__Your objective__
In the copy, leave out the pictures and repeat all records exactly.

__Data under study__
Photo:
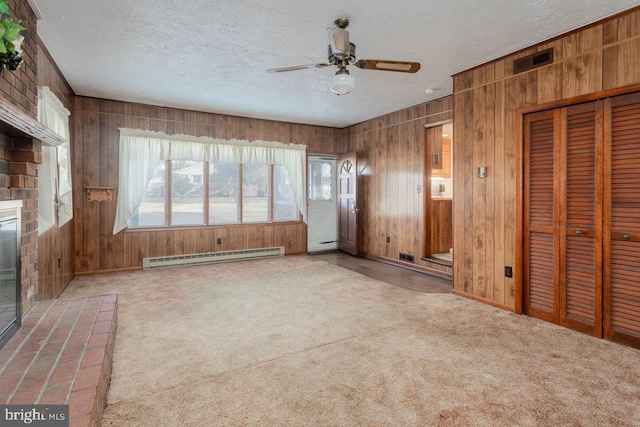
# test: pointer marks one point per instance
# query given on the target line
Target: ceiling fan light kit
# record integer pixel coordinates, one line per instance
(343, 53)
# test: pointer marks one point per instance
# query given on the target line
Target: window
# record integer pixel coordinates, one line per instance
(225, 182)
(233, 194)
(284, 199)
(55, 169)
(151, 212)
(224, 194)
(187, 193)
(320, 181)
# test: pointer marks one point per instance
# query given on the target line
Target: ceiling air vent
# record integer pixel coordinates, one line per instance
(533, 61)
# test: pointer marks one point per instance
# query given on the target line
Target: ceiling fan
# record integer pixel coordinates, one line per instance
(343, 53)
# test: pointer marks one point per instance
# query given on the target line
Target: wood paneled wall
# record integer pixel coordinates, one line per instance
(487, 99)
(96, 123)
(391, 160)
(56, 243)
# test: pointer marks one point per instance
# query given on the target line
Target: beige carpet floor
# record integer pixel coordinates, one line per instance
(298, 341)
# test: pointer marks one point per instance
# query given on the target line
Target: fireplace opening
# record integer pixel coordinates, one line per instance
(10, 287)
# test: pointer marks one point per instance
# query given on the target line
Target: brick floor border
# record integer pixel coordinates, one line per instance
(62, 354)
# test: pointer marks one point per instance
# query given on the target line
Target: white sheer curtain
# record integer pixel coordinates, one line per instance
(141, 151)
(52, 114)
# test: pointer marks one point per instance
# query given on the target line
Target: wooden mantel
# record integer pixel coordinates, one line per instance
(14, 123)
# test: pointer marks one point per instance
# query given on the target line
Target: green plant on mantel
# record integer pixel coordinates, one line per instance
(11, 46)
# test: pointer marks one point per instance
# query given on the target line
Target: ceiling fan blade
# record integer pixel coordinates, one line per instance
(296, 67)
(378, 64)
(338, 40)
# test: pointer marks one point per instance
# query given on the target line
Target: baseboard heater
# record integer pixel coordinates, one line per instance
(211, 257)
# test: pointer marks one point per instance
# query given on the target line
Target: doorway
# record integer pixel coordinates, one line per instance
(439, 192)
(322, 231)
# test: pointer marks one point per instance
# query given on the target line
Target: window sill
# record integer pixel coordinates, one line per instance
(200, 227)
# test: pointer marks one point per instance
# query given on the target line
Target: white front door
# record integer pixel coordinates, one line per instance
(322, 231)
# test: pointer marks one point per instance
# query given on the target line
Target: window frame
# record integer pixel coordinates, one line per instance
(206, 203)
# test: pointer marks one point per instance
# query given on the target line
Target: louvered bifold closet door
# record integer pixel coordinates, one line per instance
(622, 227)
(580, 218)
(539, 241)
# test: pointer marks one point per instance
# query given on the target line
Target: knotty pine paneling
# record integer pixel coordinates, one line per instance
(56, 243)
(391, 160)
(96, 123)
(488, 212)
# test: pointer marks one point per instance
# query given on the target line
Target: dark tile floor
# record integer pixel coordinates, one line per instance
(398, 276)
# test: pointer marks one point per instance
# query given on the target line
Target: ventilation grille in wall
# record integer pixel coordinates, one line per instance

__The answer__
Photo:
# test: pointer marks one point per instance
# query given on the target line
Target: ceiling fan light kit
# record integer pixel coordinates, one line per instance
(343, 53)
# test: pointer marks one point per instance
# query given on the target line
Target: window
# record integer pixel coordinates, one line per instance
(225, 182)
(233, 194)
(284, 199)
(55, 169)
(151, 212)
(224, 194)
(187, 193)
(320, 181)
# test: pointer marks one point per instance
# query given on the target line
Target: ceiling air vent
# record integer pixel coordinates, one line per instance
(533, 61)
# test: pointer marks one point per instance
# query given on the target line
Target: ceiling fan
# record integer pixel coordinates, one line per instance
(343, 53)
# test: pointer marks one point per instance
# query given on the target line
Target: wood paneled wall
# record integer pixel coordinates, one line per instance
(487, 99)
(96, 123)
(391, 160)
(56, 243)
# test: pointer marks one point per instance
# query given on the target line
Target: beige carpet floor
# record integer pixel coordinates, one line per instance
(298, 341)
# test: pointer marks one point per instance
# query given on the target line
Target: fireplace opening
# record integer pixel coordinates, one line per instance
(10, 287)
# test: pointer marks one point per instance
# query given on the target line
Target: brick floor border
# record integer pixel coordinates, one line per instance
(62, 354)
# test: pointer marks one point per instance
# query given on the target line
Target: white sheer curtain
# record integer pixel coordinates, one line per instance
(141, 151)
(52, 114)
# test: pointer marks one point per instance
# query given on the target line
Target: wooden mantel
# record integer pixel coordinates, one line per instance
(14, 123)
# test: pointer marks one point per instance
# query given on the target line
Target: green plant on mantel
# record integer pixel coordinates, one line per instance
(11, 46)
# test: pointer marks one point per instance
# query given on the target line
Target: ceiling fan blade
# record integer pixel coordinates, one line per instance
(296, 67)
(378, 64)
(338, 40)
# test: pointer marks one point per instance
# query given on the target line
Target: baseboard heater
# record integer pixel coordinates, one line per instance
(211, 257)
# test: pointer marks one point per instance
# query given on the target line
Target: doorway
# record integer pixel coordinates, one line per instance
(439, 192)
(322, 231)
# test: pointer marks one point per instance
# query given on the target line
Target: window sill
# record integer pixel coordinates, one line per instance
(200, 227)
# test: pointer marks one point per instance
# query given on the target line
Target: white front door
# record integer pixel coordinates, one line per instance
(322, 231)
# test: pointer marks one point per instance
# query given on the target line
Target: window frame
# record integer pixel coordinates, one line per instance
(206, 203)
# test: pointer marks one point per instance
# query given on the target line
Target: louvered bifold closet door
# record integer pixel coordinates, one line per instance
(622, 227)
(580, 218)
(539, 241)
# test: pointer marks one point per instance
# query given on the target line
Target: knotty pine paneling
# record integer pixel coordinates, one line per instance
(56, 243)
(391, 160)
(96, 123)
(488, 212)
# test: pointer marks one point per instance
# query given on the target line
Target: dark tile floor
# record integer pixel coordinates, one line per instance
(398, 276)
# test: pointer marks one point per instance
# query given on the target line
Target: ventilation grille in wall
# record integer pixel coordinates, one line per instance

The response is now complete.